Objetivo do exercício ->
Indique se cada afirmação abaixo está de acordo com o excerto sobre os electrochoques, respondendo sim ou não e citando as palavras exatas do excerto que o decidem.
1. A Food and Drug Administration pondera passar os aparelhos usados em ECT da classe III para a classe II.
2. Álvaro Carvalho apresenta a ECT como um tratamento para a generalidade dos casos de depressão.
3. Maria João Heitor afirma que a ECT é menos segura do que a medicação nas grávidas.

Excerto selecionado ->
——————

Para idosos e grávidas
Não é que os receios se tenham dissipado totalmente. A imprensa dos EUA continua a ser palco de um intenso debate entre os defensores e os detractores dos electrochoques (sobretudo numa altura em que a Food and Drug Administration pondera reclassificar o grau de risco dos aparelhos usados em ECT para tratamento de episódios graves de depressão em adultos, da classe III, nível máximo de risco, para a II). Nos jornais, há doentes que relatam experiências de melhoras sem paralelo e outros que se queixam de ter perdido memórias da sua vida, para sempre.
A propósito destes relatos a Associação Americana de Psiquiatria diz, na sua página na Internet, que os riscos devem ser sempre contrabalançados pelas “consequências de um tratamento ineficaz de distúrbios psiquiátricos graves”. É que, sublinha, quem é encaminhado para ECT está, muitas vezes, em risco de vida.
Álvaro Carvalho nota que estamos sempre a falar de um tratamento para casos excepcionais. Está indicado, por exemplo, “para depressões muito graves, com um elevado risco de suicídio”, resistentes aos medicamentos; para grávidas com depressão muito grave; e, “nalguns tratados, vem também a indicação para a anorexia nervosa muito grave e para algumas formas catatónicas de esquizofrenia”.
“Frequentemente, as pessoas ficam surpreendidas quando lhes é explicado que é um tratamento mais seguro do que a medicação nas grávidas e nos idosos com patologia cardíaca e com polimedicação”, diz Maria João Heitor.

——————

Entradas fornecidas ->
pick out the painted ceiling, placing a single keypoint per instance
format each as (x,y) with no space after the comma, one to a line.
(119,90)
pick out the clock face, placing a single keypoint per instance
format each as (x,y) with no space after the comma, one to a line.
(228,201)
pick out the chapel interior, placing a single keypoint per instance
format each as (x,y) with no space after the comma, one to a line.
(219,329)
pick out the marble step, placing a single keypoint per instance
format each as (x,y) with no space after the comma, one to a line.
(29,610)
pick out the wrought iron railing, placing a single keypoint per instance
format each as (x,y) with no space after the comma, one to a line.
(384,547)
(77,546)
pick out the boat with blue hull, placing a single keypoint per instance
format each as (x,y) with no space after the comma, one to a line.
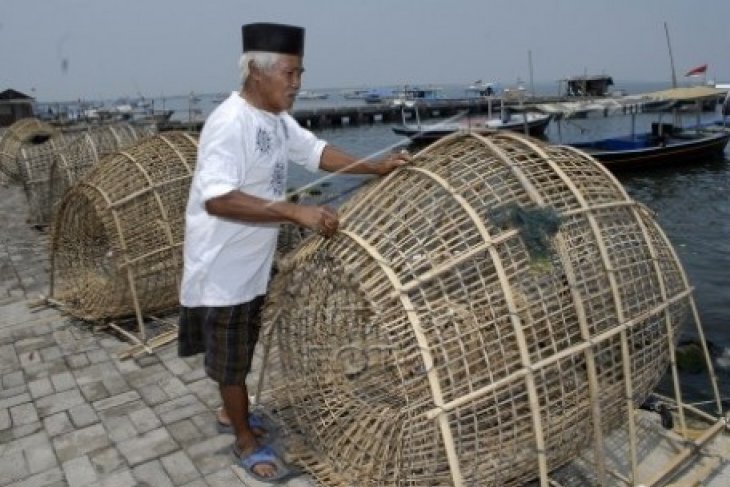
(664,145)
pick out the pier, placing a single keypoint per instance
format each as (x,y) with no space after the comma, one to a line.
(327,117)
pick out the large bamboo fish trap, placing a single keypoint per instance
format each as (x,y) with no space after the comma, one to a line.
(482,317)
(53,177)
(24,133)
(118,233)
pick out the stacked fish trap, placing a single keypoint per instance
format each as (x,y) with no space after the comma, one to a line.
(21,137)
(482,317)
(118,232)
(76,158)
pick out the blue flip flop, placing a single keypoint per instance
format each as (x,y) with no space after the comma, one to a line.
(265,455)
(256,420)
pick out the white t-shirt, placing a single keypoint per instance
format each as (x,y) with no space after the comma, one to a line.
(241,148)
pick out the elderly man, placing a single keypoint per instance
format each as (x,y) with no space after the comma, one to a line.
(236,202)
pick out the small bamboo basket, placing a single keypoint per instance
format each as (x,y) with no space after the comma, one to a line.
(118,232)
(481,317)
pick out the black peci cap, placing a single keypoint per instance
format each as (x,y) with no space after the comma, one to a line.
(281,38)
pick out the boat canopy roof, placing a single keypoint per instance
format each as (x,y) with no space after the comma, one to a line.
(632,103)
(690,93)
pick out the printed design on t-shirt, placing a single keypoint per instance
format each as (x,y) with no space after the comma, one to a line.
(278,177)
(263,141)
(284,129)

——————

Resolução escrita ->
1. Sim: «pondera reclassificar o grau de risco dos aparelhos usados em ECT para tratamento de episódios graves de depressão em adultos, da classe III, nível máximo de risco, para a II».
2. Não: «estamos sempre a falar de um tratamento para casos excepcionais».
3. Não: «é um tratamento mais seguro do que a medicação nas grávidas».